#### [Data provided]
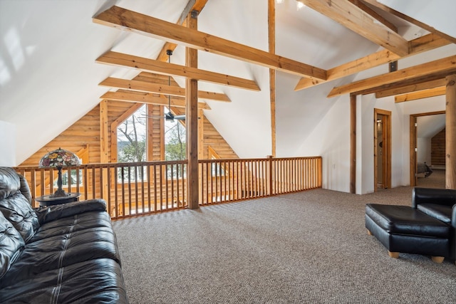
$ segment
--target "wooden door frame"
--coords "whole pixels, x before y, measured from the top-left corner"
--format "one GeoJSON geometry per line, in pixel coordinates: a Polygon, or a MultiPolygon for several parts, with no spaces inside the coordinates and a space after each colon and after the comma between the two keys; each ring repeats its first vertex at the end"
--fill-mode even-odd
{"type": "Polygon", "coordinates": [[[438,115],[440,114],[445,114],[446,111],[436,111],[436,112],[428,112],[425,113],[418,113],[418,114],[411,114],[410,115],[410,187],[416,186],[417,183],[417,157],[416,153],[417,151],[415,148],[417,147],[417,133],[416,128],[417,125],[417,118],[420,116],[430,116],[430,115],[438,115]]]}
{"type": "Polygon", "coordinates": [[[377,117],[378,115],[383,115],[385,117],[385,122],[383,123],[383,184],[384,189],[391,188],[391,111],[387,111],[381,109],[373,109],[373,183],[374,183],[374,192],[377,192],[378,184],[378,168],[377,168],[377,117]]]}

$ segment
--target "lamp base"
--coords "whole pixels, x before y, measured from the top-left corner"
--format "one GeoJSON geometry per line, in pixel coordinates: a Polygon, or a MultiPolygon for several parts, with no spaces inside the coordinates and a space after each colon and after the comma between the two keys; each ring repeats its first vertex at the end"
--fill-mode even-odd
{"type": "Polygon", "coordinates": [[[50,195],[49,197],[63,197],[68,196],[70,194],[63,191],[63,189],[58,189],[54,192],[53,194],[50,195]]]}

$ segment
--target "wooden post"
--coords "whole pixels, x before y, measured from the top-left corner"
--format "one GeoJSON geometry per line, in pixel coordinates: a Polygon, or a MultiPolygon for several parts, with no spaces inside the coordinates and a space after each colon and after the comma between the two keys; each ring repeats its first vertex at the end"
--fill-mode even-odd
{"type": "MultiPolygon", "coordinates": [[[[276,2],[268,1],[268,36],[269,53],[276,53],[276,2]]],[[[269,96],[271,103],[271,153],[276,157],[276,70],[269,69],[269,96]]]]}
{"type": "Polygon", "coordinates": [[[356,95],[350,95],[350,193],[356,193],[356,95]]]}
{"type": "MultiPolygon", "coordinates": [[[[187,26],[197,29],[199,11],[192,11],[187,17],[187,26]]],[[[198,67],[198,53],[195,48],[185,48],[185,65],[198,67]]],[[[187,78],[185,88],[187,111],[187,204],[190,209],[200,207],[198,198],[198,80],[187,78]]]]}
{"type": "MultiPolygon", "coordinates": [[[[108,163],[110,161],[108,121],[108,100],[103,100],[100,102],[100,162],[102,164],[108,163]]],[[[101,176],[99,178],[100,181],[103,181],[100,190],[100,198],[108,201],[108,196],[109,196],[108,192],[108,171],[103,169],[100,174],[101,176]]]]}
{"type": "Polygon", "coordinates": [[[456,189],[456,74],[445,80],[445,188],[456,189]]]}

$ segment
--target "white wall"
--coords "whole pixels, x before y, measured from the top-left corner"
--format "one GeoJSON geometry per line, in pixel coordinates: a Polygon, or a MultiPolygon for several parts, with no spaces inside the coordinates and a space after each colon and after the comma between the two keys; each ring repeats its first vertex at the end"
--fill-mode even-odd
{"type": "Polygon", "coordinates": [[[299,154],[323,159],[323,188],[350,191],[350,100],[341,96],[299,148],[299,154]]]}
{"type": "MultiPolygon", "coordinates": [[[[394,98],[358,96],[356,193],[374,192],[374,109],[391,112],[391,187],[410,185],[409,121],[411,114],[445,110],[445,96],[395,103],[394,98]]],[[[323,188],[350,192],[350,101],[341,96],[316,126],[299,154],[323,158],[323,188]]]]}
{"type": "Polygon", "coordinates": [[[0,166],[14,167],[16,164],[16,127],[0,120],[0,166]]]}

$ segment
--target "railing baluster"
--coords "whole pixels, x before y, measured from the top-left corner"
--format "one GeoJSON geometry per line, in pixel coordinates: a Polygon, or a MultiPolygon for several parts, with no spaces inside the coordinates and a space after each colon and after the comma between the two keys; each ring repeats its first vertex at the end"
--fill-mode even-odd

#### [Challenge]
All of the entries need to be transcribed word for word; pictures are left out.

#### [Result of this task]
$ segment
--target "wooden door frame"
--coords "whole pixels, x before y, measured from the top-left corner"
--format "one GeoJSON geometry per line, in pixel coordinates: a Polygon, or a MultiPolygon for several parts, with no spaces inside the coordinates and a space after each colon and after the comma between the two keys; each ring repeats its first vertex at the end"
--fill-mode even-odd
{"type": "Polygon", "coordinates": [[[438,115],[440,114],[445,114],[446,111],[436,111],[436,112],[428,112],[425,113],[418,113],[418,114],[411,114],[410,115],[410,187],[416,186],[417,183],[417,157],[416,153],[417,151],[415,148],[417,147],[417,133],[416,128],[417,125],[417,118],[420,116],[430,116],[430,115],[438,115]]]}
{"type": "Polygon", "coordinates": [[[377,117],[378,115],[383,115],[385,117],[385,122],[383,123],[383,184],[384,189],[391,188],[391,111],[387,111],[381,109],[373,109],[373,183],[374,183],[374,192],[377,192],[378,184],[378,168],[377,168],[377,117]]]}

$ segment
--target "lamp base"
--coords "whole pixels, x before y, measured from the top-left corner"
--format "one GeoJSON geometry per line, in pixel coordinates: a Polygon, or a MultiPolygon for several parts, with no spaces inside the coordinates and a space after each colon and after the comma between the two keys; each ring repeats its first vertex at the end"
--fill-mode even-odd
{"type": "Polygon", "coordinates": [[[50,195],[49,197],[63,197],[68,196],[70,194],[63,191],[63,189],[58,189],[54,192],[53,194],[50,195]]]}

$ segment
--target "wooden post"
--coords "whole pixels, x before y, measured from the top-left corner"
--format "one GeoJSON geometry per line, in pixel coordinates: a Polygon, or a MultiPolygon for several parts, with no spaces inside the coordinates and a space after each colon and after the comma between the two keys; each ring repeats its first vertex at the end"
--fill-mode even-odd
{"type": "MultiPolygon", "coordinates": [[[[276,2],[268,1],[268,36],[269,53],[276,53],[276,2]]],[[[269,96],[271,103],[271,153],[276,157],[276,70],[269,69],[269,96]]]]}
{"type": "Polygon", "coordinates": [[[356,95],[350,95],[350,193],[356,193],[356,95]]]}
{"type": "MultiPolygon", "coordinates": [[[[187,26],[197,29],[199,11],[192,11],[187,17],[187,26]]],[[[198,67],[198,53],[195,48],[185,48],[185,65],[198,67]]],[[[187,78],[185,88],[187,111],[187,204],[190,209],[200,207],[198,198],[198,80],[187,78]]]]}
{"type": "MultiPolygon", "coordinates": [[[[108,163],[110,161],[108,121],[108,100],[103,100],[100,102],[100,162],[102,164],[108,163]]],[[[101,176],[99,178],[100,181],[103,181],[100,190],[100,198],[108,201],[108,196],[109,196],[108,192],[108,171],[103,169],[100,174],[101,176]]]]}
{"type": "Polygon", "coordinates": [[[456,189],[456,74],[445,80],[445,188],[456,189]]]}

$ segment
--target "white wall"
--coords "whole pixels, x before y, measured from the top-left corner"
--format "one GeoJSON geometry per line, in pixel coordinates: a Polygon, or a MultiPolygon for several parts, with no spaces inside the coordinates and a space after each colon and after the comma between the two keys; each ring repeats its first vertex at the end"
--fill-mode even-odd
{"type": "Polygon", "coordinates": [[[299,154],[323,159],[323,188],[350,191],[350,100],[341,96],[299,148],[299,154]]]}
{"type": "MultiPolygon", "coordinates": [[[[394,98],[358,96],[356,193],[374,192],[374,109],[391,112],[391,187],[410,185],[409,121],[411,114],[445,110],[445,96],[395,103],[394,98]]],[[[323,188],[350,192],[350,101],[341,96],[316,126],[299,154],[323,158],[323,188]]]]}
{"type": "Polygon", "coordinates": [[[0,166],[14,167],[16,164],[16,127],[0,120],[0,166]]]}

$ segment
--target "railing baluster"
--coords "whole pixels, x before y, measured from the top-left corner"
--format "one GeoJSON geometry per line, in pixel coordinates: a Polygon, or a MultiPolygon for several parts, with no spaces inside the coordinates and a space after each colon and after the comma between the two keys; each ring repeats its first vertex at the end"
--fill-mode even-odd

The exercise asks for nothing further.